- Work instruction: Repeat exactly, please, the opening lines of the data below, through and including the line where "Target: cluster of buildings" sits.
* * *
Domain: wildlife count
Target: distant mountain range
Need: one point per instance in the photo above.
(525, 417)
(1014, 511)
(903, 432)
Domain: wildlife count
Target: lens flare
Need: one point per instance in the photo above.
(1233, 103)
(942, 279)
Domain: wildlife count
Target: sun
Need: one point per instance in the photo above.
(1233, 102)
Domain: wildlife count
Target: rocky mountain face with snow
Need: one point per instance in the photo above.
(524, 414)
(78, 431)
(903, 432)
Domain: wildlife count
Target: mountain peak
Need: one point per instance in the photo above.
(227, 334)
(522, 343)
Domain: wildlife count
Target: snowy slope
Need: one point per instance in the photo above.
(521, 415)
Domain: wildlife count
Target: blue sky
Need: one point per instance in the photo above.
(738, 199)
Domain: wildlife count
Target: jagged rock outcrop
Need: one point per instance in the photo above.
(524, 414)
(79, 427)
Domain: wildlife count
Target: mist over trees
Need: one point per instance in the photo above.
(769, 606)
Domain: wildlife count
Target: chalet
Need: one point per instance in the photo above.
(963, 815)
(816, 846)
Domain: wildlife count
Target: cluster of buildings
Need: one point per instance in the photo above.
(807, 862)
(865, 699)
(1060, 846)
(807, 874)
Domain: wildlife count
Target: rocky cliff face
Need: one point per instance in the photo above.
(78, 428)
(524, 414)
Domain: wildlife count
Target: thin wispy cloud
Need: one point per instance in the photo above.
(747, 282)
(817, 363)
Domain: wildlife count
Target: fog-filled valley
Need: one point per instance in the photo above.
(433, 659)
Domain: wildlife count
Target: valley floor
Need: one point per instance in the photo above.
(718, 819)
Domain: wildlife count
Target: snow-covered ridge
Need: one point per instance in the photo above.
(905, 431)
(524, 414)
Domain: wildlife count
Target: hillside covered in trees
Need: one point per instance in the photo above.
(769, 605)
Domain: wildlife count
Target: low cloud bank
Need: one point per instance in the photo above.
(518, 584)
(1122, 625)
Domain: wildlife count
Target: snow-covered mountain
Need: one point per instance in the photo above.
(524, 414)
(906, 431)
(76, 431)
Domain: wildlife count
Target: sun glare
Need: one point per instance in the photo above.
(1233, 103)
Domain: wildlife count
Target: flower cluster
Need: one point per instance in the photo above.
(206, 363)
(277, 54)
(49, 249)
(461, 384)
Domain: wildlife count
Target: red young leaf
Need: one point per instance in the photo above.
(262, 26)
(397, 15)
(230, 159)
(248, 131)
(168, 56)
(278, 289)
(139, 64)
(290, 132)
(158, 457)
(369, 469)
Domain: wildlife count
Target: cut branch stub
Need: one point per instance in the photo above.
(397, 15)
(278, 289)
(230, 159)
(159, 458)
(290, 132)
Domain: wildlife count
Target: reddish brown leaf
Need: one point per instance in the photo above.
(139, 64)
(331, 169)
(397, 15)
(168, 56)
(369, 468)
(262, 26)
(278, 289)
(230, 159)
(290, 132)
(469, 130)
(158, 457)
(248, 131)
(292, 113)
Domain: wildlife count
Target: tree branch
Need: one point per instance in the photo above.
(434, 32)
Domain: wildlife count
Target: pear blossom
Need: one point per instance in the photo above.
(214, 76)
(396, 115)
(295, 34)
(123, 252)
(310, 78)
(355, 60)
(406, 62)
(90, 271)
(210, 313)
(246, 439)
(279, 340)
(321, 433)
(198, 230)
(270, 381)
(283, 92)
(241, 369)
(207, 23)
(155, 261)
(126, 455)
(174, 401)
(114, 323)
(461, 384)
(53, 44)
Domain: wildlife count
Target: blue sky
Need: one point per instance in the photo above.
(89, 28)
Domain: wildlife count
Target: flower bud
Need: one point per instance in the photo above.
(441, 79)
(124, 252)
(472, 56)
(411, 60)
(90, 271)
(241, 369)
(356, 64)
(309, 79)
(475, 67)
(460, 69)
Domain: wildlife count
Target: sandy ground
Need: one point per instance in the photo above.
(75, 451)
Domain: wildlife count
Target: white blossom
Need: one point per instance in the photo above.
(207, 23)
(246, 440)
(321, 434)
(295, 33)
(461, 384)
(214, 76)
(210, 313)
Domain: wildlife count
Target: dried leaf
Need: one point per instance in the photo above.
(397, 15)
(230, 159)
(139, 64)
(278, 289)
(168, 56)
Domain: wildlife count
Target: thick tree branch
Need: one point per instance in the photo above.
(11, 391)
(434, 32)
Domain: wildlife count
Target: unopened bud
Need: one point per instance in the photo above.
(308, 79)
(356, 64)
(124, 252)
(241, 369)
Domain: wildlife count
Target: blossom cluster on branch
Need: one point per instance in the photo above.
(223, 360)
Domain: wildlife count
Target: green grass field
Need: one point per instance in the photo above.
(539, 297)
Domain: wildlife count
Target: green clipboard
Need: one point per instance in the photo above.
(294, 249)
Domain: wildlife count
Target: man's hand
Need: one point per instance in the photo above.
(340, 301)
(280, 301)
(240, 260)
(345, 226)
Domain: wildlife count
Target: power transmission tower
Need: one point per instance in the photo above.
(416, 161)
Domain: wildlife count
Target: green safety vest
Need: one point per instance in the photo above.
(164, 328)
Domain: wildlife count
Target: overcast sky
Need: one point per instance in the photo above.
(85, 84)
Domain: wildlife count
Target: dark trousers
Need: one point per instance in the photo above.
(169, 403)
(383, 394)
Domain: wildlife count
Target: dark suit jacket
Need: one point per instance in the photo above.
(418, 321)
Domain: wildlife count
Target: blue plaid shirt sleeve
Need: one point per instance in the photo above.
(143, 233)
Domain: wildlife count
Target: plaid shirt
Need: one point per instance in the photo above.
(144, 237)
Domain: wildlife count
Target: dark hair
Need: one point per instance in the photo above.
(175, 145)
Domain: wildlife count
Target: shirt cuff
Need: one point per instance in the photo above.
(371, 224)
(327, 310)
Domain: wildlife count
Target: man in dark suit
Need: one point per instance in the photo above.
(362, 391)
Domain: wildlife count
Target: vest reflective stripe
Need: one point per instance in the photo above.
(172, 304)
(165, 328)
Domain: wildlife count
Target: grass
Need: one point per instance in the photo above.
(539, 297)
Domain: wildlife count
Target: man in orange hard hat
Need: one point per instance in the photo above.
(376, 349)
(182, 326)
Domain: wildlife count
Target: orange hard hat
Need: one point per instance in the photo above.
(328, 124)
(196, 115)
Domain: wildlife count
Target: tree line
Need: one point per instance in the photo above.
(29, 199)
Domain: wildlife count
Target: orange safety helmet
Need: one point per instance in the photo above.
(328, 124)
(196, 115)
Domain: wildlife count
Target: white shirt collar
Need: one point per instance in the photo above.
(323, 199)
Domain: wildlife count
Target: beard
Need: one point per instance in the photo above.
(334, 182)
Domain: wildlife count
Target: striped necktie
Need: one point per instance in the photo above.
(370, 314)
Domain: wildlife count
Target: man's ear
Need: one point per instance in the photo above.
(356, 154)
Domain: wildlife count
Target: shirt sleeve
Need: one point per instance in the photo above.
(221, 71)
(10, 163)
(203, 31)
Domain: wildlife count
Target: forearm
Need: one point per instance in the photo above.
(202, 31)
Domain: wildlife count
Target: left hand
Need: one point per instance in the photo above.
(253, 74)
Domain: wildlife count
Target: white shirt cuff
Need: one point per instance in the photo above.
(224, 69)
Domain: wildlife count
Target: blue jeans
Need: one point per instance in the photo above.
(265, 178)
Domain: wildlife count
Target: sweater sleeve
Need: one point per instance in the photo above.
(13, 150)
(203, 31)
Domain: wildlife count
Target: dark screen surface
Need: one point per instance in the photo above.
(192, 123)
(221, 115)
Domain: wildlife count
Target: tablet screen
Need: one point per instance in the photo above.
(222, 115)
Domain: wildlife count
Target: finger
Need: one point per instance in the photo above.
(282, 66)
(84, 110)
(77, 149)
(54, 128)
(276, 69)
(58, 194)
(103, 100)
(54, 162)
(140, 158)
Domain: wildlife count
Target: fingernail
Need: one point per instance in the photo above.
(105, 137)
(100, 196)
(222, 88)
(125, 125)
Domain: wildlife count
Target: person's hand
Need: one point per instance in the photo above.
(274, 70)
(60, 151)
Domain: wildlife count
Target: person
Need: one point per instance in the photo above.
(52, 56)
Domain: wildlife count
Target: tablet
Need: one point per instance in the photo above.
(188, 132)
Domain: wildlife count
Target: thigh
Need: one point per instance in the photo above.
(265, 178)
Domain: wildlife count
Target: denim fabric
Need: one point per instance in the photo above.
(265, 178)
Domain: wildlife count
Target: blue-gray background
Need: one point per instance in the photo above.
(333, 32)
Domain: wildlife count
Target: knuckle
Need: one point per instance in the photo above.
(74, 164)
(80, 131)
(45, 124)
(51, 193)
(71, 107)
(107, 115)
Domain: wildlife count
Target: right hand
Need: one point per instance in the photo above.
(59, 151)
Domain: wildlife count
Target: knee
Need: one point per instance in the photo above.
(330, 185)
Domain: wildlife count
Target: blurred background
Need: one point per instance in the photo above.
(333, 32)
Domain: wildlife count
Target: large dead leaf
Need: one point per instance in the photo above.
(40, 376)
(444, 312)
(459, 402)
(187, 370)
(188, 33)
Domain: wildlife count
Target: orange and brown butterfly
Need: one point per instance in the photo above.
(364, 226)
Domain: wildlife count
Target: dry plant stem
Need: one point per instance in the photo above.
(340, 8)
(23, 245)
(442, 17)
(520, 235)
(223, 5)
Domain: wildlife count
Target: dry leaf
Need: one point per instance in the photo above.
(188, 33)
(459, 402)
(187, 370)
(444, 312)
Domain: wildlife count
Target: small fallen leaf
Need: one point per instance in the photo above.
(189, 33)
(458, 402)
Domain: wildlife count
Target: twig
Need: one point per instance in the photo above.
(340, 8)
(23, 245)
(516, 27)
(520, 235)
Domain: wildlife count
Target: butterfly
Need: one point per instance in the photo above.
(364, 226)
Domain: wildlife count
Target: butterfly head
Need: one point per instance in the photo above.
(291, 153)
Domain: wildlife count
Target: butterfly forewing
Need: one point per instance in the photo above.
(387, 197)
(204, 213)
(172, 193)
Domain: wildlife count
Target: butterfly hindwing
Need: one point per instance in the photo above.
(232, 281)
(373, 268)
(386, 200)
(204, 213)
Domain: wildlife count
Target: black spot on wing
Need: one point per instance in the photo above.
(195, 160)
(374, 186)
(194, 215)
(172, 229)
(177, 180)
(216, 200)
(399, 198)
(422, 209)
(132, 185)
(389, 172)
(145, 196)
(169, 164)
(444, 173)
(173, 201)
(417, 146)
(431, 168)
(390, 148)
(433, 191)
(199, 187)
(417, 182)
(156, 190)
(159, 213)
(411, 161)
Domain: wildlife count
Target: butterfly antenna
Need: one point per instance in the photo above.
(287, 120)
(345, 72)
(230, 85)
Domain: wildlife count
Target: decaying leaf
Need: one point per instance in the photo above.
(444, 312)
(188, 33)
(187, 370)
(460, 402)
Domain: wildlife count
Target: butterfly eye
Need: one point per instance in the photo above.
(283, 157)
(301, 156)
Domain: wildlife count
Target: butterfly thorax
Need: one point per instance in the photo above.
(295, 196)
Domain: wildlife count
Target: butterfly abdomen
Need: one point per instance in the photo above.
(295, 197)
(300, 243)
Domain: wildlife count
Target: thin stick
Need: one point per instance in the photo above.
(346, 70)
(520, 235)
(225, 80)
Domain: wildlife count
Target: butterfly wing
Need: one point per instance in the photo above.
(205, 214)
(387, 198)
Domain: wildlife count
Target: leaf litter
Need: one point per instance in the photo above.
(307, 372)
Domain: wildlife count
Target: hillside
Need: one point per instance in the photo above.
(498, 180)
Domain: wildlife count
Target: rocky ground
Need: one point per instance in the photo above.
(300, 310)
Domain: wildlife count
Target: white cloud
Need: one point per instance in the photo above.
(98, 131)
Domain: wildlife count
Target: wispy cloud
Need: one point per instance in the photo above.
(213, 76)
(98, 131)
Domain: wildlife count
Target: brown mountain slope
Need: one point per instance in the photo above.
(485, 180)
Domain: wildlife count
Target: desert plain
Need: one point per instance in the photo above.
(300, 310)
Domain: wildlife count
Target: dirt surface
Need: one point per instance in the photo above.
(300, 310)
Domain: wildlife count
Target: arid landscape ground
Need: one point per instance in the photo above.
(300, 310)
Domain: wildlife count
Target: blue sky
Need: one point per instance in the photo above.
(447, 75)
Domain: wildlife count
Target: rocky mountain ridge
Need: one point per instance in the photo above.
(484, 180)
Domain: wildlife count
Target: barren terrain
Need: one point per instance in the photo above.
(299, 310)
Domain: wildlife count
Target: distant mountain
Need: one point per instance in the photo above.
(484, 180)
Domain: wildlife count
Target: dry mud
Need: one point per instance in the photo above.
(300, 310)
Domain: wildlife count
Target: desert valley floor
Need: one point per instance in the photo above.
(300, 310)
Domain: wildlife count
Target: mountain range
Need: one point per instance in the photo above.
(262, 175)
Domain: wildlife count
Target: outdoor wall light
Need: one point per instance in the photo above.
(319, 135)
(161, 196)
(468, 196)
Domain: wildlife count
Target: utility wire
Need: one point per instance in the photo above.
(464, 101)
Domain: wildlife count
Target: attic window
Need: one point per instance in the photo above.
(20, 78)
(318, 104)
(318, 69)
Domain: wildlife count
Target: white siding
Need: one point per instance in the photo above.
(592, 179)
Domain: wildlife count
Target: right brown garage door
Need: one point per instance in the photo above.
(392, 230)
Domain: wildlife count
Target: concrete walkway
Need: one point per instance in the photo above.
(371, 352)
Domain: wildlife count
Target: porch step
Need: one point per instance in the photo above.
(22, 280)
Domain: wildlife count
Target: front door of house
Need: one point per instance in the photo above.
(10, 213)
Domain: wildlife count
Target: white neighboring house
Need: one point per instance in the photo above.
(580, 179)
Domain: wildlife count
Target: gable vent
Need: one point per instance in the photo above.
* * *
- Written response:
Domain: wildlife count
Target: distant mountain range
Need: one point per instance in the photo above.
(525, 417)
(1014, 511)
(903, 432)
Domain: wildlife count
Target: lens flare
Need: one point per instance in the photo above.
(1233, 103)
(942, 279)
Domain: wildlife count
Target: sun
Need: one point per instance in the photo above.
(1233, 102)
Domain: wildlife count
Target: rocky mountain face with snow
Need: one point per instance in the photo above.
(524, 414)
(78, 431)
(903, 432)
Domain: wildlife count
Target: mountain peak
Need: one point per instance in the photo above.
(227, 334)
(522, 343)
Domain: wildlife count
Target: snowy slope
Need: one point per instance in the photo above.
(521, 415)
Domain: wildlife count
Target: blue sky
Need: one point per instance in the photo above.
(738, 199)
Domain: wildlife count
Target: jagged rock outcrop
Need: one point per instance in the photo above.
(524, 414)
(79, 427)
Domain: wildlife count
Target: mist over trees
Need: one point per instance in the photo above.
(769, 606)
Domain: wildlife count
Target: chalet
Need: one point per instance in the photo above.
(963, 815)
(816, 846)
Domain: wildlife count
Target: cluster of buildings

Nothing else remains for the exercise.